◆ Exercise text

North East Wales

'Extraordinary' genetic make-up of north-east Wales men

DNA
Image caption Why more men in north Wales carry a rare marker in the Y chromosome is not yet known

Experts are asking people from north-east Wales to provide a DNA sample to discover why those from the area carry rare genetic make-up.

So far, 500 people have taken part in the study which shows 30% of men carry an unusual type of Y chromosome, compared to 1% of men elsewhere the UK.

Common in Mediterranean men, it was initially thought to suggest Bronze Age migrants 4,000 years ago.

Sheffield University scientists explain the study at Wrexham Science Festival.

'Quite extraordinary'

A team of scientists, led by Dr Andy Grierson and Dr Robert Johnston, from the University of Sheffield is trying to find out how and why this has come about.

Dr Grierson is leading the talk at Glyndŵr University on Tuesday and wants to speak to people with ancestry in the region to discover what is known about their family history - and to provide them with an opportunity to contribute a DNA sample to the project.

◆ Material shown
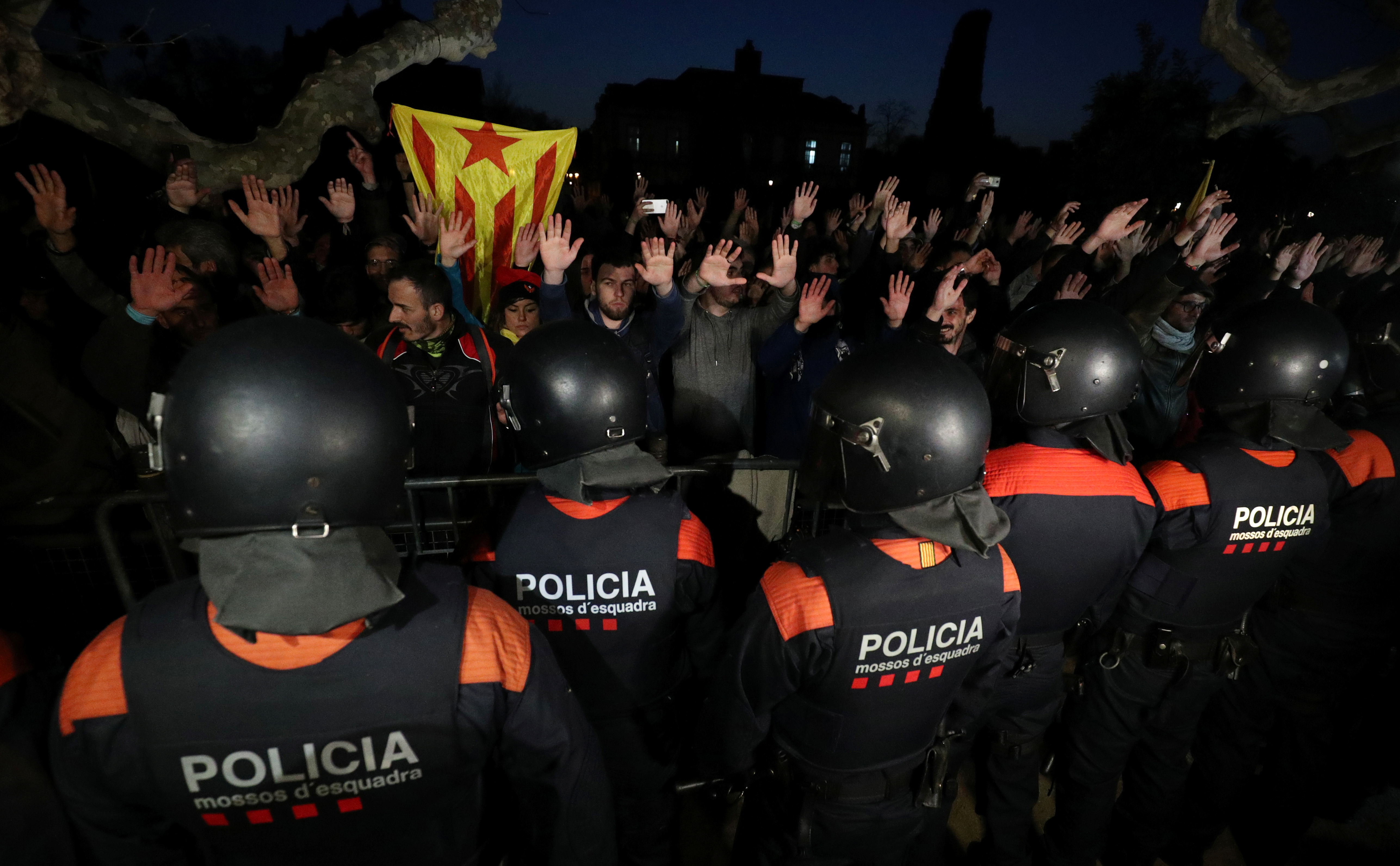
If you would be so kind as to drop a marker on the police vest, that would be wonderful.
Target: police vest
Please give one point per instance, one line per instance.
(1354, 574)
(1078, 525)
(1263, 513)
(601, 587)
(911, 619)
(454, 430)
(353, 759)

◆ Action item A
According to the Wales DNA article, where and on what day is Dr Grierson leading the talk?
◆ Action item B
For each statement, say whether the Wales DNA article agrees, quoting the deciding words: (i) 500 people have taken part in the study so far. (ii) The unusual Y chromosome type is common in Scandinavian men. (iii) The research team comes from Cardiff University.
◆ Action item C
Continue the Wales DNA article past its final sentence.
The listing comes from a separate source.

◆ Answer area A
At Glyndŵr University on Tuesday.

◆ Answer area B
(i) Yes: "So far, 500 people have taken part in the study"
(ii) No: "Common in Mediterranean men"
(iii) No: "from the University of Sheffield"

◆ Answer area C
"The number of people in north-east Wales with this genetic make-up is quite extraordinary," he said.

"This type of genetic make-up is usually found in the eastern Mediterranean which made us think that there might have been strong connections between north-east Wales and this part of Europe somewhere in the past.

"But this appears not to be the case, so we're still looking to find out why it's happened and what it reveals about the history of the region."

Early into the study in 2009, the academics were hoping to link the migration of men in the Bronze Age to the discovery of copper.

The metal was found at both Parys Mountain on Anglesey, and on the Great Orme at Llandudno, Conwy.

Participants who come from the same area as their paternal grandfather are asked to give a cheek swab sample for genetic analysis. It is anonymous.

Dr Grierson leads research investigating the molecular basis of neurological disorders, including motor neuron disease and Alzheimer's disease.

He said he became interested in north Wales because of the unique genetic make-up, and because it offered an opportunity to investigate the history of the area using genetics.

"It provides a novel opportunity to look at past populations," he said.

"History and archaeology depend on surviving manuscripts and objects/landscapes. So it can be very limited.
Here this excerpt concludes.